------ Available data

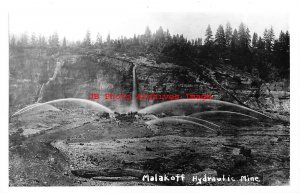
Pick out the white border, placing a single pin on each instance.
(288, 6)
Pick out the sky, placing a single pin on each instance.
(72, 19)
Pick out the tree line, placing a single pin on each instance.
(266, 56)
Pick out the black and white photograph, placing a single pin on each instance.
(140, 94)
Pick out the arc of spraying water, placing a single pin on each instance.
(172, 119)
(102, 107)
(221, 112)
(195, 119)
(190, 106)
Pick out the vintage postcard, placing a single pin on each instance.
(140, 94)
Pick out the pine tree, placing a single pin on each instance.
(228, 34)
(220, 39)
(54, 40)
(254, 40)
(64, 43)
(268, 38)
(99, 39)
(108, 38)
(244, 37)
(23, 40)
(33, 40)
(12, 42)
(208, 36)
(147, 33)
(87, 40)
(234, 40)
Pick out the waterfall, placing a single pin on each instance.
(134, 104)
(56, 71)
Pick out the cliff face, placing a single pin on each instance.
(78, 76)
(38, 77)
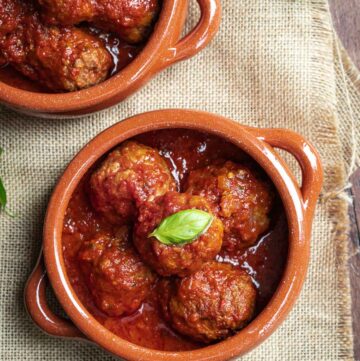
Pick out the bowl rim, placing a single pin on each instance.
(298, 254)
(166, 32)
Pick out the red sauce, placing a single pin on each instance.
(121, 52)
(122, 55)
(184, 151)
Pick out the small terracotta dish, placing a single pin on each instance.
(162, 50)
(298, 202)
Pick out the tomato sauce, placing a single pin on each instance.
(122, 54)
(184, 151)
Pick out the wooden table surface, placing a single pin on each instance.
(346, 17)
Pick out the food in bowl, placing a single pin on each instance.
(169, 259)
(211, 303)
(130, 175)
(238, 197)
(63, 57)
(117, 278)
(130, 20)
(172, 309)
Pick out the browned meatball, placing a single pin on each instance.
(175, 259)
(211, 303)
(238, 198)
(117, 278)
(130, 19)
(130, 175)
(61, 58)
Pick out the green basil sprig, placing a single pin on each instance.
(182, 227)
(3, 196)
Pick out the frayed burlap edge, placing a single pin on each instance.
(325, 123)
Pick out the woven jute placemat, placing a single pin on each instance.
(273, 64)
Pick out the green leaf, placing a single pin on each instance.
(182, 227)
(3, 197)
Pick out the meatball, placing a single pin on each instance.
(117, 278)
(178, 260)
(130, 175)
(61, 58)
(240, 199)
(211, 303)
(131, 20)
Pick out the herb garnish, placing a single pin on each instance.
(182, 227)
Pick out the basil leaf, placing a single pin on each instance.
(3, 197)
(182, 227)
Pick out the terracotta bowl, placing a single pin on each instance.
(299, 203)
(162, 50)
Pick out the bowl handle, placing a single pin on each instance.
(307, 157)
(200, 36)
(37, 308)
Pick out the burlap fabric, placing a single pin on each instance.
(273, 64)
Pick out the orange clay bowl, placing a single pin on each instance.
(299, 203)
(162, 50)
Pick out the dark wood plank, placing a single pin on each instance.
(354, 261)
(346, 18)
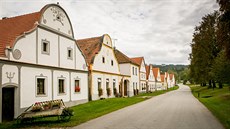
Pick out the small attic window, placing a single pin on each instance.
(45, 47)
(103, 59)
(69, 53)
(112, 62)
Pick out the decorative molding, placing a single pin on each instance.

------------
------ Available data

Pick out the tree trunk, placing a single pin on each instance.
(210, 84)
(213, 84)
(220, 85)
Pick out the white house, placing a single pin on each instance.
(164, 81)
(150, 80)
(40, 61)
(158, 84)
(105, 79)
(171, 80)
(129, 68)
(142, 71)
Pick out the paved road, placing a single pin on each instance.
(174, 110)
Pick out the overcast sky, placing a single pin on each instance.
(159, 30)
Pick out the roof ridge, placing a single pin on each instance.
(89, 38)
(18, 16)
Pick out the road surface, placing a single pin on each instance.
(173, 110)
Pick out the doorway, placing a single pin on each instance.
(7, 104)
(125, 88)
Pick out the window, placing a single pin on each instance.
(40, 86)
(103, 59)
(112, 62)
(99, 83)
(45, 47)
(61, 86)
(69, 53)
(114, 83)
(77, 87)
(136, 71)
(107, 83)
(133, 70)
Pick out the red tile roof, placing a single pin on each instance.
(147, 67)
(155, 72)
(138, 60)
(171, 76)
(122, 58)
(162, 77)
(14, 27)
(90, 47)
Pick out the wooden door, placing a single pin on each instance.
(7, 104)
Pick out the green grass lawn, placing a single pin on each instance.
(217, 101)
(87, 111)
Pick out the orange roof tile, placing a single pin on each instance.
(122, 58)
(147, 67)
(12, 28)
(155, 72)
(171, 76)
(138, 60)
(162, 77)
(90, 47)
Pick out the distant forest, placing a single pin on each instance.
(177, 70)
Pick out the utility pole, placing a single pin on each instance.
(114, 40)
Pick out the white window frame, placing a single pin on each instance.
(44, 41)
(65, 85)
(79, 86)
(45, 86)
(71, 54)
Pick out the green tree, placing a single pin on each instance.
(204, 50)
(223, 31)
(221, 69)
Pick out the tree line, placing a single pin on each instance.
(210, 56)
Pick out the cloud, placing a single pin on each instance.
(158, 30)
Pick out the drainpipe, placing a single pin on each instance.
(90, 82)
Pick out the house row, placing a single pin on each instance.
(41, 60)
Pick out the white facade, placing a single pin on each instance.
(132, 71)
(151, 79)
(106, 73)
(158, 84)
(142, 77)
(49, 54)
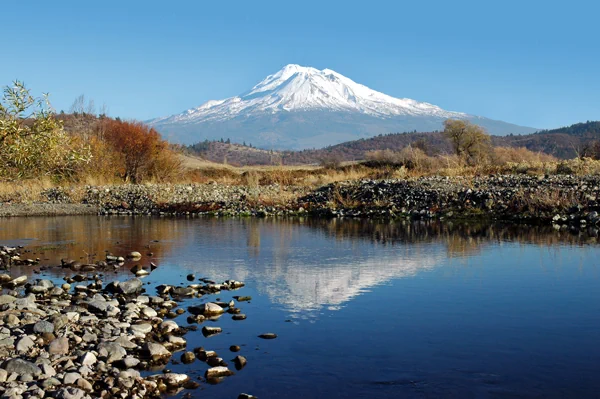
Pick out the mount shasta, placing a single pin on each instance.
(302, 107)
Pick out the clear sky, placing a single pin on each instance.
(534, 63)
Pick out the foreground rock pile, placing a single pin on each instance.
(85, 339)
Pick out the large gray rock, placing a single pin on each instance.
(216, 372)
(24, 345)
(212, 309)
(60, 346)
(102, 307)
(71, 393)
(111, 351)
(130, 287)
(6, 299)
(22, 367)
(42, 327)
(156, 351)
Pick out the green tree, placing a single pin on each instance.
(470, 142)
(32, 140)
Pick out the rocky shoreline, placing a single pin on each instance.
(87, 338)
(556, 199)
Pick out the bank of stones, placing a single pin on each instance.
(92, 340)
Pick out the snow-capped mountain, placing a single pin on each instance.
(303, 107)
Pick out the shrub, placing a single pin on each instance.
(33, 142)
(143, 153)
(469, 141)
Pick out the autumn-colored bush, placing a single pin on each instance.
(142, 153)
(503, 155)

------------

Count the lines in the records above that contain the word "leaf". Reply with the number alone.

(Correct answer) 2